WHAT THIS TASK INVOLVES >> Retype all of the lines below with no changes.

ENTRIES PROVIDED >>
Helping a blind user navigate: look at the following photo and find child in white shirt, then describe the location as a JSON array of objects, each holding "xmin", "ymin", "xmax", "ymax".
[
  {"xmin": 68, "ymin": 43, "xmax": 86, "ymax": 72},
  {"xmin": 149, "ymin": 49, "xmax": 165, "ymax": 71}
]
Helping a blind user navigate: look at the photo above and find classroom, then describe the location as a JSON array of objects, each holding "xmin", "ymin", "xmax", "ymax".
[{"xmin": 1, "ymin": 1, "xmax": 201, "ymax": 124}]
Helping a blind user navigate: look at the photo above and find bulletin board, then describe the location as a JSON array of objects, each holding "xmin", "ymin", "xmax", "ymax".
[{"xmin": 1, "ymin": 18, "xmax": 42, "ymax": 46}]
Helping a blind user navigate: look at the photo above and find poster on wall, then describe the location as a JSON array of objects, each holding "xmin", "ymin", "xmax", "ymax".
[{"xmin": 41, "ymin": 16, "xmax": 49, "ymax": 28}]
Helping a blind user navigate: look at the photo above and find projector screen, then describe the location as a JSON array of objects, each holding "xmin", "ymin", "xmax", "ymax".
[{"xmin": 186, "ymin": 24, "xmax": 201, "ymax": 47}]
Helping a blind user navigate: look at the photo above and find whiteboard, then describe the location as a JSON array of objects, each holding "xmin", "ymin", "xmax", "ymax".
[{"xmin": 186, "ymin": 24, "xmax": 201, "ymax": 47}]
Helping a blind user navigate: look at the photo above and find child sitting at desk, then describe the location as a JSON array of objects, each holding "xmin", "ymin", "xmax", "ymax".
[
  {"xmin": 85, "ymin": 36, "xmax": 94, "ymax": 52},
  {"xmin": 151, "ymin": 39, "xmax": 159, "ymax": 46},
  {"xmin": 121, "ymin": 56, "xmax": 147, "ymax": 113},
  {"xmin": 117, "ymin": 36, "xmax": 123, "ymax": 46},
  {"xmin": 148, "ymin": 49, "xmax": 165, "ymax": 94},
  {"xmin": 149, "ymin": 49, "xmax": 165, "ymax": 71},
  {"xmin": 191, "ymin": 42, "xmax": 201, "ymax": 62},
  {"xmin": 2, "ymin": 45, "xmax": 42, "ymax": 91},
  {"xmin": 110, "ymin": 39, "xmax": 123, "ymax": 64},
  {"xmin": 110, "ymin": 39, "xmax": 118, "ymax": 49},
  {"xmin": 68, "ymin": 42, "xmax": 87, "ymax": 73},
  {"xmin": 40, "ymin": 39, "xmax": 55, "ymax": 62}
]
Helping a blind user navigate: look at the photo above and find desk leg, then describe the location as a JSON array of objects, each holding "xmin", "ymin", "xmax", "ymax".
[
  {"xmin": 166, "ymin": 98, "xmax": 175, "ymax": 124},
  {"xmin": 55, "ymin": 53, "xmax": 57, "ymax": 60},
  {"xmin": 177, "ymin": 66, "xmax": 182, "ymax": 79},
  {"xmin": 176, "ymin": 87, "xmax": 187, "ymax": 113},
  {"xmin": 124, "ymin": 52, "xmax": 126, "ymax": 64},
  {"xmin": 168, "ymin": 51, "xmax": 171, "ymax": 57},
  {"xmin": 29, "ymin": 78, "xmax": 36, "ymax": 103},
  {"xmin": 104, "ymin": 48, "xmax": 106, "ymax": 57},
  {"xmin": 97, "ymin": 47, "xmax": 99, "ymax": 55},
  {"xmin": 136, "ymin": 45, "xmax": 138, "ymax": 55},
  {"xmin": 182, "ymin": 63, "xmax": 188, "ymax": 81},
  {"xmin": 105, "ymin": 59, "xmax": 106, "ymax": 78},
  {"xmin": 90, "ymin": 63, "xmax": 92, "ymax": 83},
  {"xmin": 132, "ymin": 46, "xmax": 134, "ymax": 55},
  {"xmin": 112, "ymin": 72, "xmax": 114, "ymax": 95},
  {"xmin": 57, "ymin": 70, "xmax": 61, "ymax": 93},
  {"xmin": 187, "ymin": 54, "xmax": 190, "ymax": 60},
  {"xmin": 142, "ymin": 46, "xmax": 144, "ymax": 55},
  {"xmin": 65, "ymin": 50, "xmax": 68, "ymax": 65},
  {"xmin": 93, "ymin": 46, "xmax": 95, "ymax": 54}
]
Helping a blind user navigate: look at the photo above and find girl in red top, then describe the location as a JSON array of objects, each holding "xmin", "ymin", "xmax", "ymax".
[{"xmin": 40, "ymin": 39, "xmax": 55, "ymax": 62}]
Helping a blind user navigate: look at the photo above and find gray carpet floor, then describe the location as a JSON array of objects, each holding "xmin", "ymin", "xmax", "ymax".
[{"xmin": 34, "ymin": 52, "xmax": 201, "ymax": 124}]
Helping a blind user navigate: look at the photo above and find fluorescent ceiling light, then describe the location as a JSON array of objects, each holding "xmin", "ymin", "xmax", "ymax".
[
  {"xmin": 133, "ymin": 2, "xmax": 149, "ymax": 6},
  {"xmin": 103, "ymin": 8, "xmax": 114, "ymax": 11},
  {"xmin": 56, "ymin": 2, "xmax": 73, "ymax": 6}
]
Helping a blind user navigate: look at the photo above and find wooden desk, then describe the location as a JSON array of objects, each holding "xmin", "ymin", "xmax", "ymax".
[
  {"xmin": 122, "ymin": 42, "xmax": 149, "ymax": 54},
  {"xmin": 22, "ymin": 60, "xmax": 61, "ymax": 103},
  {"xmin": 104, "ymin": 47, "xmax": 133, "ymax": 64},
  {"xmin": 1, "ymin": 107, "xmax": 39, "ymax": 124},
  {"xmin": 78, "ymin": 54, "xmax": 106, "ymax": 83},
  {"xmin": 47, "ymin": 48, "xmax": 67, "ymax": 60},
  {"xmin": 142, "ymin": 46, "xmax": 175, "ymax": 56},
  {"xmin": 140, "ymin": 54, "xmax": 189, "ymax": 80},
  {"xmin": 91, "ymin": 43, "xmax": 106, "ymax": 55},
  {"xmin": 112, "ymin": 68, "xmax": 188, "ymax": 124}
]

YOUR SOLUTION >>
Helping a blind user navigate: look at the following photo and find child in white shirt, then describe the location as a JSON array of objects, each holding "xmin", "ymin", "xmax", "ymax".
[
  {"xmin": 68, "ymin": 43, "xmax": 86, "ymax": 72},
  {"xmin": 149, "ymin": 49, "xmax": 165, "ymax": 71}
]
Helping a blind user navigate: look at the photo above and find classroom, then describe the location as a JSON array of objects, each holding "xmin", "ymin", "xmax", "ymax".
[{"xmin": 1, "ymin": 1, "xmax": 201, "ymax": 124}]
Helping a blind user navigate: look at the photo above and find bulletin board, then describe the location as a JSON array of objects, each holding "xmin", "ymin", "xmax", "ymax".
[{"xmin": 1, "ymin": 18, "xmax": 42, "ymax": 46}]
Helping a blind user navigate: look at the photo above and find poster on wall, then describe the location as a JSON array of objects, each holding "xmin", "ymin", "xmax", "ymax".
[{"xmin": 41, "ymin": 16, "xmax": 49, "ymax": 28}]
Helping a blind user navigate: look at the photo above and find projector screen, then describe the location as a JSON array of objects, each holding "xmin", "ymin", "xmax", "ymax".
[{"xmin": 186, "ymin": 24, "xmax": 201, "ymax": 47}]
Helping a blind user navigate: look at the photo above and find whiteboard, then describe the location as a JSON array of objects, each holding "xmin", "ymin", "xmax", "ymax".
[{"xmin": 186, "ymin": 24, "xmax": 201, "ymax": 47}]
Helping a blind user navigate: look at the photo above and find child sitting at desk, then describe the location as a JSON array of objects, each holding "xmin", "ymin", "xmax", "ymax".
[
  {"xmin": 85, "ymin": 36, "xmax": 94, "ymax": 52},
  {"xmin": 151, "ymin": 39, "xmax": 159, "ymax": 46},
  {"xmin": 121, "ymin": 56, "xmax": 147, "ymax": 113},
  {"xmin": 117, "ymin": 36, "xmax": 123, "ymax": 46},
  {"xmin": 148, "ymin": 49, "xmax": 165, "ymax": 94},
  {"xmin": 149, "ymin": 49, "xmax": 165, "ymax": 71},
  {"xmin": 191, "ymin": 42, "xmax": 201, "ymax": 62},
  {"xmin": 2, "ymin": 45, "xmax": 42, "ymax": 91},
  {"xmin": 110, "ymin": 39, "xmax": 123, "ymax": 64},
  {"xmin": 110, "ymin": 39, "xmax": 118, "ymax": 49},
  {"xmin": 68, "ymin": 42, "xmax": 87, "ymax": 73},
  {"xmin": 40, "ymin": 39, "xmax": 55, "ymax": 62}
]
Helping a blind user navigate: look at the photo above and find desk leg, then describe the location as a JSON array of objects, each holding "xmin", "ymin", "xmax", "ymax".
[
  {"xmin": 166, "ymin": 98, "xmax": 175, "ymax": 124},
  {"xmin": 55, "ymin": 53, "xmax": 57, "ymax": 60},
  {"xmin": 177, "ymin": 66, "xmax": 182, "ymax": 79},
  {"xmin": 176, "ymin": 87, "xmax": 187, "ymax": 113},
  {"xmin": 124, "ymin": 52, "xmax": 126, "ymax": 64},
  {"xmin": 168, "ymin": 51, "xmax": 171, "ymax": 57},
  {"xmin": 29, "ymin": 78, "xmax": 36, "ymax": 103},
  {"xmin": 104, "ymin": 48, "xmax": 106, "ymax": 57},
  {"xmin": 97, "ymin": 47, "xmax": 99, "ymax": 55},
  {"xmin": 136, "ymin": 45, "xmax": 138, "ymax": 55},
  {"xmin": 182, "ymin": 63, "xmax": 188, "ymax": 81},
  {"xmin": 105, "ymin": 59, "xmax": 106, "ymax": 78},
  {"xmin": 90, "ymin": 63, "xmax": 92, "ymax": 83},
  {"xmin": 132, "ymin": 46, "xmax": 134, "ymax": 55},
  {"xmin": 112, "ymin": 72, "xmax": 114, "ymax": 95},
  {"xmin": 57, "ymin": 70, "xmax": 61, "ymax": 93},
  {"xmin": 187, "ymin": 54, "xmax": 190, "ymax": 60},
  {"xmin": 142, "ymin": 46, "xmax": 144, "ymax": 55},
  {"xmin": 65, "ymin": 50, "xmax": 68, "ymax": 65},
  {"xmin": 93, "ymin": 46, "xmax": 95, "ymax": 54}
]
Helping a blind user navigate: look at the photo above and find girl in red top, then describe the location as a JSON array of objects, each holding "xmin", "ymin", "xmax", "ymax".
[{"xmin": 40, "ymin": 39, "xmax": 55, "ymax": 62}]
Helping a blind user navigate: look at the photo above and find gray carpet floor, then describe the location as a JSON array of objects, each holding "xmin", "ymin", "xmax", "ymax".
[{"xmin": 34, "ymin": 52, "xmax": 201, "ymax": 124}]
Helping a blind user navigate: look at the photo above and find fluorescent ceiling light, then describe the location as a JSON array of objects, each holding "xmin", "ymin", "xmax", "ymax".
[
  {"xmin": 133, "ymin": 2, "xmax": 149, "ymax": 6},
  {"xmin": 103, "ymin": 8, "xmax": 114, "ymax": 11},
  {"xmin": 56, "ymin": 2, "xmax": 73, "ymax": 6}
]
Helping a blind user navigate: look at the photo above and find wooden desk, then describe the location as a JSON array of objects, each holding "xmin", "ymin", "xmax", "ymax".
[
  {"xmin": 122, "ymin": 42, "xmax": 149, "ymax": 54},
  {"xmin": 22, "ymin": 60, "xmax": 61, "ymax": 103},
  {"xmin": 104, "ymin": 47, "xmax": 133, "ymax": 64},
  {"xmin": 1, "ymin": 107, "xmax": 39, "ymax": 124},
  {"xmin": 78, "ymin": 54, "xmax": 106, "ymax": 83},
  {"xmin": 47, "ymin": 48, "xmax": 67, "ymax": 60},
  {"xmin": 142, "ymin": 46, "xmax": 175, "ymax": 56},
  {"xmin": 140, "ymin": 54, "xmax": 189, "ymax": 80},
  {"xmin": 91, "ymin": 43, "xmax": 106, "ymax": 55},
  {"xmin": 112, "ymin": 68, "xmax": 188, "ymax": 124}
]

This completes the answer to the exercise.